┌──

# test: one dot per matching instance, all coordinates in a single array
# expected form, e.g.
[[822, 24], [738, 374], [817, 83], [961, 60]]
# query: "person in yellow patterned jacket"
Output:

└──

=== EXERCISE PROMPT ===
Copy the records above line for line, keeping every character and symbol unchanged.

=== CORRECT RESPONSE ===
# test: one dot per matching instance, all coordinates in a single array
# expected form, e.g.
[[822, 24], [738, 374], [817, 83], [961, 60]]
# query: "person in yellow patterned jacket"
Output:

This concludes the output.